— EXERCISE DIRECTIONS —
Please answer these questions using the text on GST collections below:
1. How much GST did the government collect in October?
2. Collections from which source slowed down in October?
3. Which two sectors is the government watching?

The government expects the buoyancy in goods and services tax (GST) to continue and is focusing on tighter audit and other measures to boost collections in the coming months as it seeks to make a monthly mop-up of over Rs 1.5 lakh crore the new normal.
The government had managed to rake in over Rs 1.5 lakh crore in October, the second highest monthly kitty since the indirect tax regime was launched in mid-2017. What has comforted the government is healthy growth in the domestic sources and a strong base of return filers, something that it has been trying to achieve for several months.
Officials acknowledged that in October, there had been some slowdown in GST collections from imports and called for a need to keep a close watch. The government is hoping to close the year with higher than budgeted GST collections, while acknowledging that there may be challenges on the customs front.
“The steps taken by us to improve GST filings have helped and that is reflecting in the good numbers. This is in addition to the measures to check misuse through fake invoices or taxpayers vanishing after claiming input tax credit,” a senior officer told TOI.
The government sees numbers from sectors such as automobiles, housing and core sectors (such as iron, cement, coal) as positive but is watching developments in the hospitality and airline sectors, despite an improvement in the sentiment and business over the last few months.
With sectoral performance providing comfort, the Central Board for Indirect Taxes and Customs is asking its field offices to step up efforts on audit and scrutiny to ensure that there is no misuse, either by way of genuineness of credits or the quantum. “These steps may not be visible but are crucial to ensure that we move towards making Rs 1.5 lakh crore the new normal,” an officer said.

— DATA TO EXAMINE —
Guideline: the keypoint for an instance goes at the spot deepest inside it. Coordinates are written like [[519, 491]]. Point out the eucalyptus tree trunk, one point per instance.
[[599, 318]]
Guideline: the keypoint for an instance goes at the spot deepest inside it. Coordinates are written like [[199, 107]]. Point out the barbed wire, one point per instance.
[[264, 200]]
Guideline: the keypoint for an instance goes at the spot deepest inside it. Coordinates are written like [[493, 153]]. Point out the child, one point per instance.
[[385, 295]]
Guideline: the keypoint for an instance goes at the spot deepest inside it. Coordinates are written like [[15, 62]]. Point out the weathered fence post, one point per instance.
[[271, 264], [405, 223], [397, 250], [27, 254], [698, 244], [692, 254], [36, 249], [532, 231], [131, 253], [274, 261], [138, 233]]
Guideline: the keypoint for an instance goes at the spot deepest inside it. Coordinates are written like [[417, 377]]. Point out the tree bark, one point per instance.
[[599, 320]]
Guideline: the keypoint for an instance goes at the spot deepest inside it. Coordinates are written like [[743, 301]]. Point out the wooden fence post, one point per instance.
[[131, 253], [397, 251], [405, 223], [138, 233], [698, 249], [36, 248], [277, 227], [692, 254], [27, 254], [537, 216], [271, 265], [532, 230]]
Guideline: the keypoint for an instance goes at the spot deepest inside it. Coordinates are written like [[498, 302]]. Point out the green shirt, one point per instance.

--

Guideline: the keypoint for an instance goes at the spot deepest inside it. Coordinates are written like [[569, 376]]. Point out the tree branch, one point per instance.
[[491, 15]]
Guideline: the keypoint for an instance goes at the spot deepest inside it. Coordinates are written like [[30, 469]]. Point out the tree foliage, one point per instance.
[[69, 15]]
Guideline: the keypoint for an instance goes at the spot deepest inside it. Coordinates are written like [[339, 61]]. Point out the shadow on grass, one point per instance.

* * *

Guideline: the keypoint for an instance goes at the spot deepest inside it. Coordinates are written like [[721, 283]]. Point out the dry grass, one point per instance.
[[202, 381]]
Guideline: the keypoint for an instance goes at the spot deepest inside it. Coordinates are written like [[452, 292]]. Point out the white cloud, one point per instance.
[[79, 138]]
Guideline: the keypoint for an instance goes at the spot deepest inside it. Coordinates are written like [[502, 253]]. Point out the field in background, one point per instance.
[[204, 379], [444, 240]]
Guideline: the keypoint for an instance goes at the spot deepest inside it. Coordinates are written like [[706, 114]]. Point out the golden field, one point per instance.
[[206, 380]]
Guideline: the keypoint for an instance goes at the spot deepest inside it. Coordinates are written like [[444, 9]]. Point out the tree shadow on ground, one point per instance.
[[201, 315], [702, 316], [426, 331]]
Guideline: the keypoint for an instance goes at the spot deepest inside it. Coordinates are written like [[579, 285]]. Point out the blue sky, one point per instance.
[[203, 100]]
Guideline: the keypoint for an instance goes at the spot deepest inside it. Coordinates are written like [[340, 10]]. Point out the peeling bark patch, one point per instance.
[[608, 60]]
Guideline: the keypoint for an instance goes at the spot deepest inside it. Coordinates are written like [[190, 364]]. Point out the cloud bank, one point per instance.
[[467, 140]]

— EXERCISE ANSWER —
1. Over Rs 1.5 lakh crore.
2. Imports.
3. Hospitality and airlines.